- What the task requires -
Reproduce the listing below line for line, changing nothing.

### Records for this exercise ###

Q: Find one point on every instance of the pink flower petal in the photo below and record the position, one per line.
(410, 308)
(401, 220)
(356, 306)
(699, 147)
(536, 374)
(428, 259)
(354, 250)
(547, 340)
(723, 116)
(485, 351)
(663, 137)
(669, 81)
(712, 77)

###

- Solution -
Q: Find one point on every instance of the pink flower petal in the photo below and record the position, one per line.
(410, 308)
(401, 220)
(356, 306)
(699, 147)
(536, 374)
(428, 259)
(354, 250)
(547, 340)
(723, 116)
(485, 351)
(663, 137)
(669, 81)
(712, 77)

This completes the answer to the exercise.